*** Opening of Text ***
Critic's Notebook: Trent Reznor Serves Up Sublime Soundscapes in Nine Inch Nails' 'Bad Witch'

Trent Reznor at FYF Fest - Getty - H 2018
Scott Dudelson/WireImage

The new album is a concise, eccentric winner that finds Reznor gently pushing boundaries.

Trent Reznor and his band of gloomy machine funkateers Nine Inch Nails return Friday with Bad Witch — their promised third album in a trilogy of releases in as many years — which finds Reznor, now 53, confronting his relevance and the decay of both himself and the world.

This is the third project Reznor made his soundtrack partner, stoic-faced wizard Atticus Ross, under the NIN mantle. It’s an understated winner that feels like the freshest thing NIN has done in a while — and that’s because Reznor holds it within your set of expectations but pushes the sound far enough away from those expectations, and outside the pop-friendly realm, to bring you to a point of sublime discomfort.

You don’t need to listen to the first two installations in the trilogy to appreciate this album, but what you should know is that each piece of music was supposed to address the maestro’s question, “Where is my place in the world today?” On Bad Witch, he seems fine with not having an answer. Instead, he’s pleasantly restless and not focused on sounding like a Nine Inch Nails record.

But don’t worry, diehards: This is most definitely a NIN record. Reznor and Ross’ signature sound-design fingerprints are all over the place. It’s the same steely, hopeful-cum-hopeless, fuzzy, synth-guitar galaxy we’ve come to expect. Just a different planet.

It’d be easy to connect this — or any recent or current piece of dark or existential-themed pop culture — to the Trumpian helltimes, but Bad Witch feels much more personal than political, and the legacy of David Bowie looms heavily. You could argue that this unnamed NIN trilogy is Reznor’s version of the Berlin Trilogy, with Ross the Brian Eno to his Bowie. Reznor is the raw emotion conjurer and Ross his observer and editor (though we can assume the dynamic was more complex than that). The comparison feels pretty fair, though Reznor isn’t nearly the chameleon that Bowie was; his transformations are more understated.

Bad Witch is light on radio-friendly material. There is no “Closer” here, or much resembling a single outside the opener, and big anthems (like on some of their other records, post-Downward Spiral) are not within this album’s purview. But it’s an introspective, weird headphones record that brings you back for seconds.
*** Close of Text ***
*** Opening of Extracted entries ***
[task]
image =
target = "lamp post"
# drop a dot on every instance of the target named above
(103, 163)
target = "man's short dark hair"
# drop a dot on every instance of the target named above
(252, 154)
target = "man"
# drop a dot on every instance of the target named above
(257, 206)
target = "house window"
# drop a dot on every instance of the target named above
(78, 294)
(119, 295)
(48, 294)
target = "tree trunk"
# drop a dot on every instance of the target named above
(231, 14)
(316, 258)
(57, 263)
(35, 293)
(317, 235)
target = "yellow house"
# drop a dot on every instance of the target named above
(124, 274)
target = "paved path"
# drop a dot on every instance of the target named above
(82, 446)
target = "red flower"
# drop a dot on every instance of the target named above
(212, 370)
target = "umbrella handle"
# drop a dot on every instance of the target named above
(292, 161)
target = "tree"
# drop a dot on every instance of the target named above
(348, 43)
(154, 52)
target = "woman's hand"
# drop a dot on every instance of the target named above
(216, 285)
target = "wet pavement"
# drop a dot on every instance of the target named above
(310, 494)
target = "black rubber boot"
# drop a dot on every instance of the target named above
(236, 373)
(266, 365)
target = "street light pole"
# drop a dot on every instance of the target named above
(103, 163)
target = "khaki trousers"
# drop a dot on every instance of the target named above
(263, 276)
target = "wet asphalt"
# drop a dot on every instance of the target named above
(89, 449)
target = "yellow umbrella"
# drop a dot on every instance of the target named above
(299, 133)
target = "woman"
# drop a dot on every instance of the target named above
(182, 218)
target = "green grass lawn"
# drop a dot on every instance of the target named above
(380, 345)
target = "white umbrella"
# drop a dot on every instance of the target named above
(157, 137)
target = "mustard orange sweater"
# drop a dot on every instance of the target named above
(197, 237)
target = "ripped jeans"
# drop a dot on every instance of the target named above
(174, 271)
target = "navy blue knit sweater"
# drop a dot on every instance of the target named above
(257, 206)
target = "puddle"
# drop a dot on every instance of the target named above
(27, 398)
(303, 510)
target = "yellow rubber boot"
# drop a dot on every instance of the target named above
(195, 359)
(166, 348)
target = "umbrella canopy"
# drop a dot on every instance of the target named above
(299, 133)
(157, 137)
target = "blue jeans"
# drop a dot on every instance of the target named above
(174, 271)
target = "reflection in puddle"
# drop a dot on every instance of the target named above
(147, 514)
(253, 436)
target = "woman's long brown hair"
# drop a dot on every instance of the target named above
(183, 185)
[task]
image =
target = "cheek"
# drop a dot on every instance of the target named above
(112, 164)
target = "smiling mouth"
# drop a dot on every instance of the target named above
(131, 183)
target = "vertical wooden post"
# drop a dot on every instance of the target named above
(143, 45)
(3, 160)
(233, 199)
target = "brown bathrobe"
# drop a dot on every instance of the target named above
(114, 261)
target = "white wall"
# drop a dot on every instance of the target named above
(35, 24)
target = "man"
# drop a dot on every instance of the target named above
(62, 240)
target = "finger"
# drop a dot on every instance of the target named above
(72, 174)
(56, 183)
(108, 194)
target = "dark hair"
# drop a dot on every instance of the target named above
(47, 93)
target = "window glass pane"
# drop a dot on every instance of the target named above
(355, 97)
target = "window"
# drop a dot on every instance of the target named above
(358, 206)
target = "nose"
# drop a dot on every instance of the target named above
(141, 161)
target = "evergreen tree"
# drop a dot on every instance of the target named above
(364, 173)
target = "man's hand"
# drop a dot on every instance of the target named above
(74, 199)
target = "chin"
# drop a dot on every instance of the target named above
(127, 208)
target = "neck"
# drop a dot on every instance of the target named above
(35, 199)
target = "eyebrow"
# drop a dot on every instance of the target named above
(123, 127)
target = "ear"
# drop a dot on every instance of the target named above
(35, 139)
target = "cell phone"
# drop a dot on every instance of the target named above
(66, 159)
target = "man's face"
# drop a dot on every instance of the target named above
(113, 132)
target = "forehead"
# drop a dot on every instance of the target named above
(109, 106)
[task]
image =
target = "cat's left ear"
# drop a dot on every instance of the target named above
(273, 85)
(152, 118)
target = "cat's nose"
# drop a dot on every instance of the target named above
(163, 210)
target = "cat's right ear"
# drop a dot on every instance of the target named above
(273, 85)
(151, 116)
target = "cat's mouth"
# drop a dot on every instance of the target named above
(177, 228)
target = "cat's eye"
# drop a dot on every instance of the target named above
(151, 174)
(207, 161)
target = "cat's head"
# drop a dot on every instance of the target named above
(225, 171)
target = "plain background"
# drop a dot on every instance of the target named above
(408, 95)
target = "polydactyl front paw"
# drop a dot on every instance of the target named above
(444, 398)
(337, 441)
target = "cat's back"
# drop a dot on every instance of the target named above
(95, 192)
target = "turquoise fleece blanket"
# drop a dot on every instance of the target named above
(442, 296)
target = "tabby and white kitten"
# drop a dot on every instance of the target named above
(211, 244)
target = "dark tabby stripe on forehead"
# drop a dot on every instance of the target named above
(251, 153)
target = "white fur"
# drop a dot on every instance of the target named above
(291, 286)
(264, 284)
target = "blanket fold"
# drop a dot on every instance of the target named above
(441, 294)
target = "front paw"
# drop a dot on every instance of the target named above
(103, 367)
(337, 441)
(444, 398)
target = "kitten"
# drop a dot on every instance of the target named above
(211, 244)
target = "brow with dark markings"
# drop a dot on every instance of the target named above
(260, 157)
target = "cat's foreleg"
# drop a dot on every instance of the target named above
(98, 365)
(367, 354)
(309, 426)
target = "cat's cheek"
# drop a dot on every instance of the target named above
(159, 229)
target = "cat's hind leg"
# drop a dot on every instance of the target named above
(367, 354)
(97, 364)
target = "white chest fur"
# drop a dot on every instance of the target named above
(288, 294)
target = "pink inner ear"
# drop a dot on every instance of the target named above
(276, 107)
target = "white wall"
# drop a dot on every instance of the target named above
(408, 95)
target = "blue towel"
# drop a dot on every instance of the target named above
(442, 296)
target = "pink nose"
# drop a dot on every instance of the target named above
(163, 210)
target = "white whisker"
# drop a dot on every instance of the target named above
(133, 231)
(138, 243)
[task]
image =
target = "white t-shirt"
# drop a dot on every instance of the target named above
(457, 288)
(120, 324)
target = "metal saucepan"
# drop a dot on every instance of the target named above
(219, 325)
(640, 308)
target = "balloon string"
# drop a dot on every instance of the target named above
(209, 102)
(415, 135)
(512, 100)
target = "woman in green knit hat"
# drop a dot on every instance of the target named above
*** Close of Extracted entries ***
What needs to be done. Carry on the review of Nine Inch Nails' Bad Witch, starting from its last paragraph.

Output for this exercise.
Part of that odd intimacy comes from the fact that Reznor dusted off his saxophone — an instrument he hadn’t meddled with in decades — for these recording sessions. It’s a gambit that pays off, an experiment that seems intuitive after the fact but silly on paper. The sax plays many roles throughout the brief runtime of Bad Witch, and it’s almost a pity he didn’t have the idea earlier in his career; the inclusion of the instrument feels like some sort of twisted riff on Arthur Russell or James Holden, bending the brass until it takes on an abstracted context.

The record, short and concise, jumps straight to the point with “Shit Mirror,” a swingin’ two-stepper that follows a pattern of NIN opening the last two albums with their most direct, single-y songs. It’s an off-kilter garage stomper that introduces the sax and Todd Rundgren-esque guitar filters.

The strangeness is ratcheted up in “Ahead of Ourselves,” which essentially finds Reznor throwing drum & bass, metal and pop into his rusty blender. The resultant mutant bassline carries the tune into truly unexpected territories.

Things take a nice and needed detour into instrumental territory for “Play the Goddamn Part,” where Reznor wisely practices restraint and lets the sax fully come to the fore. The track concludes with a quizzical piano loop that could have been ripped from the Gone Girl soundtrack.

“God Break Down the Door” is more drum & bass skitter-funk, and ”I’m Not From This World” is another essentially instrumental number that just barrels along, building tension with no release. That is, until the album’s closer, “Over and Out,” the standout denouement that feels like some progeny of Bowie and Dave Harrington. It starts out all drum machines and propulsive beat, which dip in and out as Reznor croons, “Time is running ooouuut.” Answers here are few.

Bad Witch ends with this long, sustained angelic tone that decays for a couple of minutes over an arpeggiated synth before gently disappearing. That note, which hangs for what seems like forever, is not the worst one to end on.